Exercise instructions -
1. List every person named in the first two paragraphs of the passage on Blackness below.
2. Quote the passage on Blackness below between "The regulating terms" and "inhumanity it presumes[xxv].", inclusive.

Blackness is then rendered as either “the ostensible missing link between rational humans and irrational animals,”[xv] or, similar to the Idea of the infinitesimal in the words of Gottfried Leibniz, as an “imaginary expression.”[xvi] But if Leibniz is correct in stating of the infinitesimal that “there are certain falsehoods which are useful for finding the truth,”[xvii] I would argue that Blackness as an Idea, as an “imaginary expression” of the limits of Hummaness, as a material-fiction within representation and re-presentation, serves to help us re-consider a certain Truth about Sonia Sanchez’s poetic imposition that, “The most important question of the 21st Century is: What does it mean to be Human?”[xviii]

In thinking Blackness together with the mathematical, one does not seek simply to play with concepts, to rejoice in the abstraction of theory, to make Thought-Experiment of the figure of the Ancestor, of the dead and dying Black body; on the contrary, if one takes seriously Ronald Judy’s remarks in his essay, Kant and The Negro, that “the black victim is not a perception but rather a conception,” and “the danger is in confusing the one for the other,”[xix] as well as Gilles Deleuze remarks that “Kant never ceased to remind us that Ideas are essentially ‘problematic’. Conversely, problems are Ideas,”[xx] then the history of the mathematician’s philosophical approach to the theory of problems – their designation, description, and deviance – proves important for the consideration of Black being-as-Problem. Not because Kant and/or the European mathematician’s conception of the World are True of some deeper reality function of the relationship between Ideas/Problems, but rather because, as Denise Ferriera Da Silva puts it, “[T]hese founding statements are the components of the two symbolic regions of modern representation: (a) the stage of exteriority, where reason plays its sovereign role, that of universal nomos, as the regulative (constraining) force that governs the things of the world that are subjected to outer determination, that is, affectable things, and (b) the stage of interiority, where universal reason plays its sovereign role as universal poesis, the productive (representing) power that founds the tools housed in the mind of man.”[xxi]

The conceptual economy of the now is still formulated in accordance to the “universal regulative or productive force” of the mind of Man, and “[t]he problem however, is that this culture …. continues to see itself as not being a culture at all, doing so by repressing the ‘fugitive truth’ that it is ‘but one of the forms that life has locally taken’ [Geertz, 1983: 16].”[xxii] It is in this sense, or rather, it is through knowing both the fact of Blackness as an Idea which marks the limits of the axiomatic thrust of Man, namely the universal play of reason, the Transcendental I, that one comes to know anti-Blackness as a problem of Ideas associated with Blackness in the axiomatic circulation of the conceptual economy of Modernity. This reversal of Frantz Fanon’s distinction of the Negro as being “not a slave to the ‘ideas’ others have of me, but to my appearances,”[xxiii] is not done to undermine the historical racial-schema as structuring a fundamentally visual/optical form of perceptual assault around the Black but rather it is due to the inextricability of the epistemic ecology that consolidates the myth of the Negro as fixed in its “’nigger” rung of being human.”[xxiv] The aesthesis of appearance, representation, and re-presentation that the Black is a slave to, is an aesthesis which is underwritten, by a grammar of representation, or better, a syntax of suffering which renders the Black illegible. Zakkiyah Jackson, puts it as follows:   

The regulating terms of the dominant grammar of representation (re)produce black(ened) mater as always and already trapped within immanence, burdening black (maternal) female figures in particular with functioning as a signifier that points to what Sylvia Wynter (1990) terms ‘demonic ground’ or what is foreclosed from representability: the nonrepresentable beyond dividing what is sensible from what is nullified and precluded from representability. Thereby, the modern grammar of representation imposes the inhumanity it presumes[xxv].

Source data -
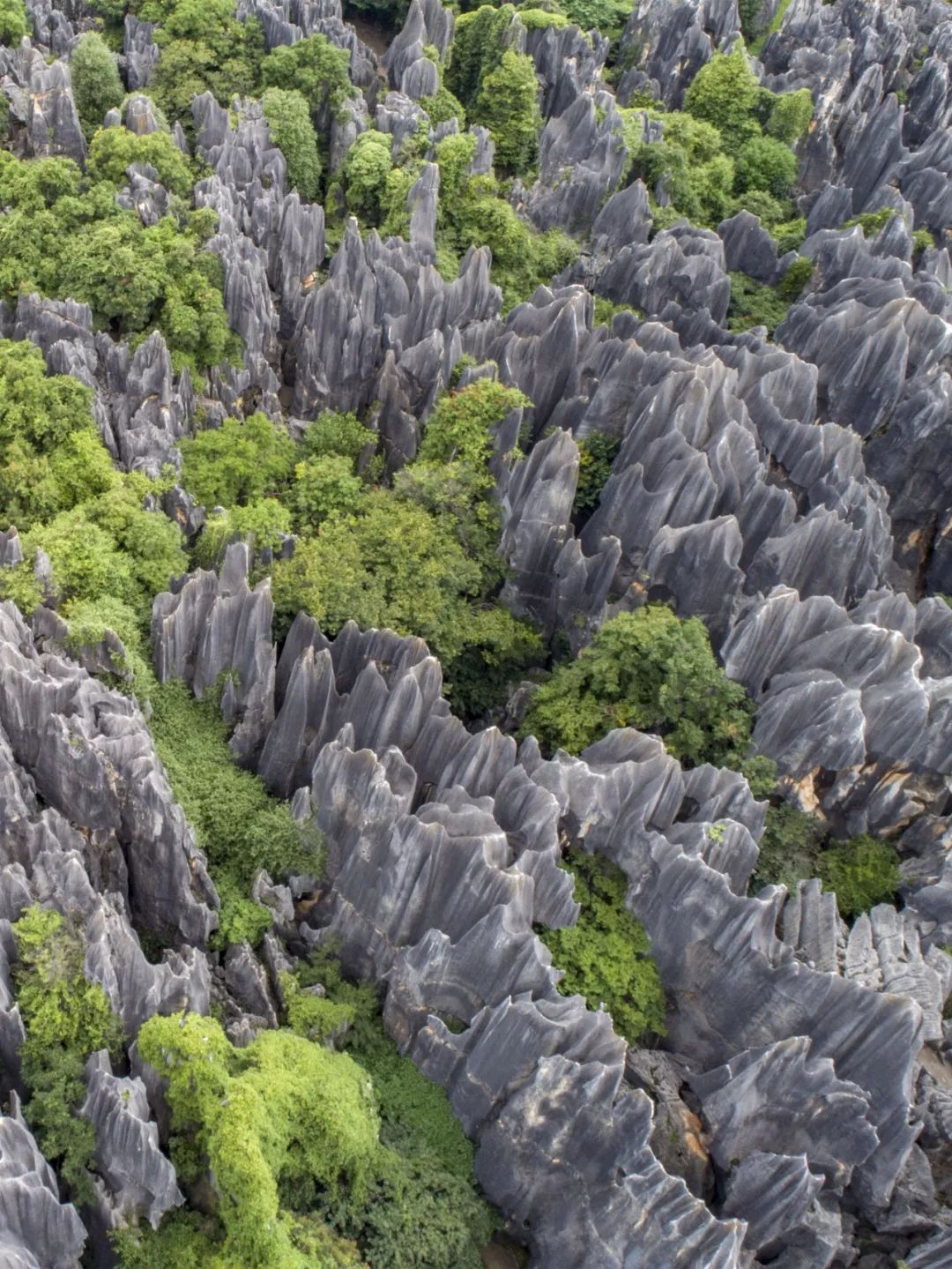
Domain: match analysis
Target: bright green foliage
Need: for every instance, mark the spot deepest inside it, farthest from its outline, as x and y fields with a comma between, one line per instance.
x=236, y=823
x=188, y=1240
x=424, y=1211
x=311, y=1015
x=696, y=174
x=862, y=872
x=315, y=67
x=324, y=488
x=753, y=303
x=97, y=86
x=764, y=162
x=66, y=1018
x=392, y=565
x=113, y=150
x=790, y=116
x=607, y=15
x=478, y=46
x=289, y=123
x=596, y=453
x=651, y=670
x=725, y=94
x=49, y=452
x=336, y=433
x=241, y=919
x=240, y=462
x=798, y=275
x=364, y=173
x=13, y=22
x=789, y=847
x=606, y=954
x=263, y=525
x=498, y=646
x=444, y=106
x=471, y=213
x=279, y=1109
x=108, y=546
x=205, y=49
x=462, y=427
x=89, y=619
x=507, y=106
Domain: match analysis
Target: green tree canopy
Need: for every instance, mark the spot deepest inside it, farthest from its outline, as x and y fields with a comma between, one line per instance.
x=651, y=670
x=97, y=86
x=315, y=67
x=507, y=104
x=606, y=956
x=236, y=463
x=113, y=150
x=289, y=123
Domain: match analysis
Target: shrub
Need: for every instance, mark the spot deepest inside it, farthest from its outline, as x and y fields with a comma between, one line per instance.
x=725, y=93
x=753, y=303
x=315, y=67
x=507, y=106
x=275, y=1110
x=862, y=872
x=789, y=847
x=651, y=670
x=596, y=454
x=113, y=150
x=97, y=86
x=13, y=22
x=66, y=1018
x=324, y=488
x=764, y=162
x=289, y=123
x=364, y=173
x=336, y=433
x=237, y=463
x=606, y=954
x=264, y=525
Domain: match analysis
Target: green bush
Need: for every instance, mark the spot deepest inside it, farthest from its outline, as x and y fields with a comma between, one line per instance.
---
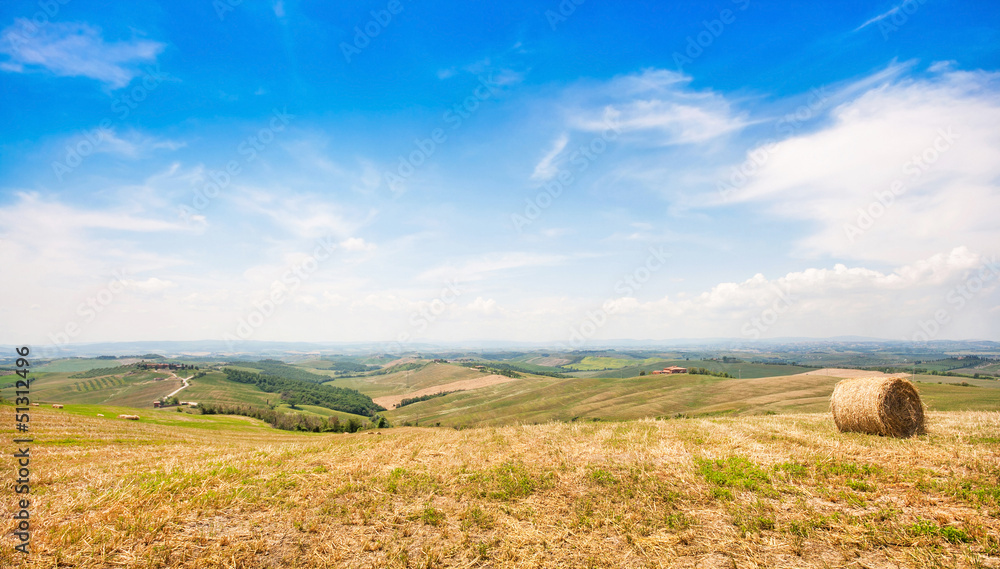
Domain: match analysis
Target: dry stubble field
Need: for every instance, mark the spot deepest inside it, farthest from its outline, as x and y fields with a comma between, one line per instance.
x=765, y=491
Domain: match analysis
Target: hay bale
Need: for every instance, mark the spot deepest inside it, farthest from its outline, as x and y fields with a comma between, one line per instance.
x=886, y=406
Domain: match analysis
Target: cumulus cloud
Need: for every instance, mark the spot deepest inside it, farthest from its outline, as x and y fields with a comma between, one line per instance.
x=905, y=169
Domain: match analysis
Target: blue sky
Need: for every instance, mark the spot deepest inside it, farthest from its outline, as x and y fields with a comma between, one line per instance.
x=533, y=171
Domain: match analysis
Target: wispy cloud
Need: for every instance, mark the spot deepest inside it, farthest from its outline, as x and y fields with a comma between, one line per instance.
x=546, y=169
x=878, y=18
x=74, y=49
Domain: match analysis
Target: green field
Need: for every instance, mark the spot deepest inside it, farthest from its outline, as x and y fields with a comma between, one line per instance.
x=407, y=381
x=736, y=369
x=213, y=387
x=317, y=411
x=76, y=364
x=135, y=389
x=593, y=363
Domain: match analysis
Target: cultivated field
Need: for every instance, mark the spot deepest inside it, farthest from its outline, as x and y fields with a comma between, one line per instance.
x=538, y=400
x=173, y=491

Answer list -
1. Gottfried Leibniz, Sonia Sanchez, Ronald Judy, Kant, Gilles Deleuze, Denise Ferriera Da Silva

2.
The regulating terms of the dominant grammar of representation (re)produce black(ened) mater as always and already trapped within immanence, burdening black (maternal) female figures in particular with functioning as a signifier that points to what Sylvia Wynter (1990) terms ‘demonic ground’ or what is foreclosed from representability: the nonrepresentable beyond dividing what is sensible from what is nullified and precluded from representability. Thereby, the modern grammar of representation imposes the inhumanity it presumes[xxv].